What this task involves
Would it be possible to reproduce every entry exactly, please?

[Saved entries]
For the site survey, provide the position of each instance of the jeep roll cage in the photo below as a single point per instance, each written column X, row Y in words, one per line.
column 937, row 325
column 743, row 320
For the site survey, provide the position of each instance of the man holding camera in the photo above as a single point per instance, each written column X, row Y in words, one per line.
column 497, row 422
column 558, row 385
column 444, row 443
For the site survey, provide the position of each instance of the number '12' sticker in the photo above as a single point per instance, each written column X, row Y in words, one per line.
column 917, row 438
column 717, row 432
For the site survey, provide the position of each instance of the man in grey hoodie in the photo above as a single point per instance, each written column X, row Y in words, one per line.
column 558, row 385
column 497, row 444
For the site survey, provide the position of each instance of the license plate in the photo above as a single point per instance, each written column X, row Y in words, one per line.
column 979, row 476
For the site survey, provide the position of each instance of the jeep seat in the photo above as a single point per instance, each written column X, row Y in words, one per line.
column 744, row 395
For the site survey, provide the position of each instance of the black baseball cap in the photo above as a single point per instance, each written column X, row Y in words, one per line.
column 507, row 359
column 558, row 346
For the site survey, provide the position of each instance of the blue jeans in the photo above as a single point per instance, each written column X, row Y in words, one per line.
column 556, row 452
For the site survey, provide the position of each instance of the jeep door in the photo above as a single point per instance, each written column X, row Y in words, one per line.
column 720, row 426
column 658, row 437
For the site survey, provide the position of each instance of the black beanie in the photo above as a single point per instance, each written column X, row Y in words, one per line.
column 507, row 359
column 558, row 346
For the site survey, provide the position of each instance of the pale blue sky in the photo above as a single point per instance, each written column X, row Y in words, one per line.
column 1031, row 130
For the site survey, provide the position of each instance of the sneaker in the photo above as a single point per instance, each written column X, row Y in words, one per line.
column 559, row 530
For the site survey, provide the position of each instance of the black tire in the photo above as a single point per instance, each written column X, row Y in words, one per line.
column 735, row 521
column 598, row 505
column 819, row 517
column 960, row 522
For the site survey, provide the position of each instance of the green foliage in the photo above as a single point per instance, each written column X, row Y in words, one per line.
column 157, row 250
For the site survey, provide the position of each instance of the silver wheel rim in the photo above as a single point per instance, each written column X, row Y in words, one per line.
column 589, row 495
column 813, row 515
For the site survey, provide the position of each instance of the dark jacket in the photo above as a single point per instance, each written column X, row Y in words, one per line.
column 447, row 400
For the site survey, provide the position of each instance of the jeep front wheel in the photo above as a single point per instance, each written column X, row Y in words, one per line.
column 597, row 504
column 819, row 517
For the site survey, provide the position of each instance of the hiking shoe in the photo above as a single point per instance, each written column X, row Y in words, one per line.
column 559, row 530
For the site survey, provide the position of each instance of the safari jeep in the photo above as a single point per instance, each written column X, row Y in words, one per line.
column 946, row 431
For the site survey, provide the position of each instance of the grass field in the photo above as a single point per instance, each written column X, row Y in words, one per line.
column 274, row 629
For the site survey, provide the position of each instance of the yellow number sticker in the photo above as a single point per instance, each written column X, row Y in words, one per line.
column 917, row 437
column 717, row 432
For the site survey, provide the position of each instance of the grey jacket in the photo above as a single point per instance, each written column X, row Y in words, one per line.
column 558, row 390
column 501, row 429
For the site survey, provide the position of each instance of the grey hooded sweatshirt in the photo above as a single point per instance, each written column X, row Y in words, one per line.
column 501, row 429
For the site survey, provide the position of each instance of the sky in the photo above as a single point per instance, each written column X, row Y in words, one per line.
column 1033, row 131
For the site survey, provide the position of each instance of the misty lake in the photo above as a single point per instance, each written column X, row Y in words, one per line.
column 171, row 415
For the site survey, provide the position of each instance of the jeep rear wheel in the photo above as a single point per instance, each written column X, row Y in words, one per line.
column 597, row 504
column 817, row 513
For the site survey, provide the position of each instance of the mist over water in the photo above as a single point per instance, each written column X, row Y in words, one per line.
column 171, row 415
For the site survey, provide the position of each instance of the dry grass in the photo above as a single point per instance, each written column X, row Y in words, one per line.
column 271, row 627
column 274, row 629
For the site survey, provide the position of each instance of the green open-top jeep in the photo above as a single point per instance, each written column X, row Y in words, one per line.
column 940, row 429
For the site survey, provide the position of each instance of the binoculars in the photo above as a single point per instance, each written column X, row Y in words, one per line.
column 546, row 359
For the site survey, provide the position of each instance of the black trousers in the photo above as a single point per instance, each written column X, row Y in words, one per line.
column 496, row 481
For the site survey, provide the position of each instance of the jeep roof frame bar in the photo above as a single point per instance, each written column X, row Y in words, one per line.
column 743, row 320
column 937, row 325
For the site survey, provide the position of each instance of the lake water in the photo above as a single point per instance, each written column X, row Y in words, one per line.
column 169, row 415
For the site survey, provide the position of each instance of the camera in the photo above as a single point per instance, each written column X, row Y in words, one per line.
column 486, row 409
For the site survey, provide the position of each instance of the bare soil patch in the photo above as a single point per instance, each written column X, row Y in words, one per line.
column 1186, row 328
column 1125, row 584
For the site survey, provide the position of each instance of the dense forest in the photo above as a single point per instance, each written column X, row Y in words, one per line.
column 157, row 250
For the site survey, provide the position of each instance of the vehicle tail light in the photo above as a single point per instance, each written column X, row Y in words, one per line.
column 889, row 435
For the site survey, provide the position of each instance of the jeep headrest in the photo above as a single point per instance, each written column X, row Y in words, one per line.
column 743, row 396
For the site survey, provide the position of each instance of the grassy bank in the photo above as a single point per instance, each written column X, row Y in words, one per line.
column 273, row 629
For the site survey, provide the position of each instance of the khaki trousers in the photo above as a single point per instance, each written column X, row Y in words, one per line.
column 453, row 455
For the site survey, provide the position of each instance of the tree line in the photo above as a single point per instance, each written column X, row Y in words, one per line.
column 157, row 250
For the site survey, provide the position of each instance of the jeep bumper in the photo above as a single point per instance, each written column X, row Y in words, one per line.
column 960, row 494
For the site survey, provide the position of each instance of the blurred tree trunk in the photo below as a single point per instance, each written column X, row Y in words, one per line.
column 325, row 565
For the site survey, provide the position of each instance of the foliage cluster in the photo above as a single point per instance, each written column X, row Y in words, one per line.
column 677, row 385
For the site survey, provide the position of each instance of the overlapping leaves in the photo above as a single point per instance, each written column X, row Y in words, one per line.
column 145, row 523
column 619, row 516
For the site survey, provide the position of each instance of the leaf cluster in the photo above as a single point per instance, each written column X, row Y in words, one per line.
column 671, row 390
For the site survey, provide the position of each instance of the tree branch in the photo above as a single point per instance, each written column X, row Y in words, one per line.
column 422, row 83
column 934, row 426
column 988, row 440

Solution to the problem
For the site survey, provide the position of each instance of the jeep roll cage in the photo below as a single point per instance, each written column X, row Y in words, one per line.
column 937, row 325
column 743, row 320
For the site survey, provide the position of each instance of the man holding camera in the photo above as a single point per instance, each written column X, row Y in words, one per line.
column 497, row 422
column 558, row 385
column 444, row 443
For the site survey, provide the position of each instance of the number '12' sticker in the photo above as a single point per instance, each written column X, row Y in words, one per line.
column 917, row 438
column 717, row 432
For the site survey, provide the position of each instance of the man in grey hoodie in the photo above as a single point per instance, each written column X, row Y in words, one per line.
column 558, row 385
column 497, row 444
For the site survey, provide the position of each instance of the license plate in the photo above as a single point per instance, each written column X, row Y in words, one per line.
column 979, row 476
For the site survey, provide the position of each instance of the jeep seat in the photo above as a single point per instance, each written column X, row Y in words, one per line.
column 744, row 395
For the site survey, provide the position of each instance of the black baseball cap in the photo above as a single point per instance, each written column X, row Y in words, one per line.
column 507, row 359
column 558, row 346
For the site survey, provide the position of each instance of the blue jeans in the photo above as a single point per instance, each written column X, row Y in words, one per line.
column 556, row 452
For the site survey, provide the position of each instance of the jeep door in the photo above as a single point per instance, each written column X, row Y in words, one per line.
column 720, row 426
column 658, row 437
For the site survey, provide the position of each instance of the black beanie in the photo above as a single point per instance, each written column X, row Y in words, one per line.
column 507, row 359
column 558, row 346
For the site survey, provide the position of each instance of the pale blue sky in the photo above as a single point per instance, each written column X, row Y in words, one per line.
column 1031, row 130
For the site survey, provide the position of each instance of the sneaker in the photo above as a single point per instance, each written column X, row Y in words, one per line.
column 559, row 530
For the site survey, provide the position of each instance of the black tire in the photo above as a single point per instance, each written column X, row Y in words, one per line.
column 735, row 521
column 598, row 505
column 819, row 517
column 960, row 522
For the site survey, provide the position of each instance of the green foliage in the photo above as a single point per instance, each written column X, row Y in words, one per line.
column 157, row 250
For the site survey, provide the position of each instance of the silver wheel rim in the photo above as a single point per instance, each written column X, row Y in words, one per line.
column 589, row 495
column 813, row 515
For the site survey, provide the position of each instance of the dark jacket in the photo above as a single point per instance, each written column X, row Y in words, one per line.
column 447, row 400
For the site survey, provide the position of each instance of the jeep front wheel in the photo above as a single point per instance, each written column X, row Y in words, one per line.
column 597, row 504
column 819, row 517
For the site survey, provide the position of each instance of the hiking shoe in the photo above as a single point per instance, each written column X, row Y in words, one per line.
column 559, row 530
For the site survey, provide the position of each instance of the safari jeep in the photo above as a single point per instance, each written column X, row Y in words, one per line.
column 946, row 431
For the site survey, provide the position of each instance of the grass field in the photo above as a single point per instance, each written column X, row Y in words, one per line.
column 274, row 629
For the site survey, provide the position of each instance of the yellow number sticker in the photo above as a single point per instance, each written column X, row Y in words, one per line.
column 917, row 437
column 717, row 432
For the site survey, provide the position of each instance of the grey jacket in the photo above as a single point per instance, each written column X, row Y in words, one per line.
column 558, row 390
column 501, row 429
For the site survey, provide the position of each instance of the grey hooded sweatshirt in the photo above as a single point per instance, each written column X, row Y in words, one per line.
column 501, row 429
For the site survey, provide the position of each instance of the sky in the photo above as a single point per instance, each written column X, row Y in words, one per line.
column 1033, row 131
For the site survey, provide the position of each instance of the misty lake in the photo above as a single point per instance, each written column X, row Y in words, one per line.
column 171, row 415
For the site survey, provide the position of each instance of the jeep rear wheel in the photo above as a single point per instance, each written column X, row Y in words, one per line.
column 597, row 504
column 817, row 513
For the site survey, provide the position of each instance of the mist over water in the photo above as a single point per instance, each written column X, row Y in words, one per line.
column 171, row 415
For the site survey, provide the position of each instance of the dry grass in the photo above as a single point per instance, each written column X, row Y in words, one per line.
column 271, row 627
column 274, row 629
For the site survey, provide the position of each instance of the green open-top jeep in the photo above as a single point per instance, each written column X, row Y in words, one per line.
column 940, row 429
For the site survey, provide the position of each instance of the binoculars in the photo above as a single point per instance, each written column X, row Y in words, one per line.
column 546, row 359
For the site survey, provide the position of each instance of the black trousers in the photo above as a single point per instance, each written column X, row Y in words, one per line.
column 496, row 481
For the site survey, provide the position of each instance of the jeep roof frame bar in the photo above as a single point per instance, each written column X, row Y in words, one per line.
column 743, row 320
column 937, row 325
For the site survey, provide the position of each instance of the lake water in the photo above as a single point per instance, each written column X, row Y in words, one per line.
column 169, row 415
For the site survey, provide the position of each instance of the camera in the photo above as a single point per instance, each written column X, row Y in words, one per line.
column 486, row 409
For the site survey, provide the position of each instance of the bare soil patch in the photo above as a single point per instance, each written column X, row Y in words, one per line.
column 1186, row 328
column 1125, row 584
For the site survey, provide the position of each instance of the dense forest in the photo above as a single point per instance, each written column X, row Y in words, one per line.
column 157, row 250
For the site survey, provide the position of each instance of the vehicle tail light in the photo above as a single point per instance, each written column X, row Y in words, one per line.
column 889, row 435
For the site survey, provide the position of each instance of the jeep headrest in the photo above as a single point per instance, each written column X, row Y in words, one per line.
column 743, row 396
For the site survey, provide the position of each instance of the grassy bank in the photo above as a single point per instance, each written column X, row Y in words, one per line.
column 273, row 629
For the site survey, provide the position of each instance of the khaki trousers in the photo above as a single point per instance, each written column X, row Y in words, one per line.
column 453, row 455
For the site survey, provide the position of each instance of the tree line in the photo above as a single point per instance, each written column X, row Y in words, one per line.
column 157, row 250
For the site survey, provide the position of each instance of the jeep bumper in the photo above as a single point per instance, each written column X, row Y in words, one per line.
column 960, row 494
For the site survey, provide the position of each instance of the blurred tree trunk in the photo below as a single point per instance, each written column X, row Y in words, one per line.
column 325, row 565
For the site survey, provide the position of each instance of the foliage cluster in the photo above as a single point per instance, each written column X, row Y in words, one per line.
column 677, row 385
For the site survey, provide the position of each instance of the overlapping leaves in the photo above as a single point per instance, each written column X, row Y in words, one per line.
column 145, row 523
column 619, row 516
For the site survey, provide the position of each instance of the leaf cluster in the photo above as a single point per instance, each written column X, row Y in words, one per line.
column 671, row 390
For the site survey, provide the position of each instance of the tree branch in the photo above as a single point per instance, each written column X, row Y in words, one per line.
column 422, row 83
column 934, row 426
column 988, row 440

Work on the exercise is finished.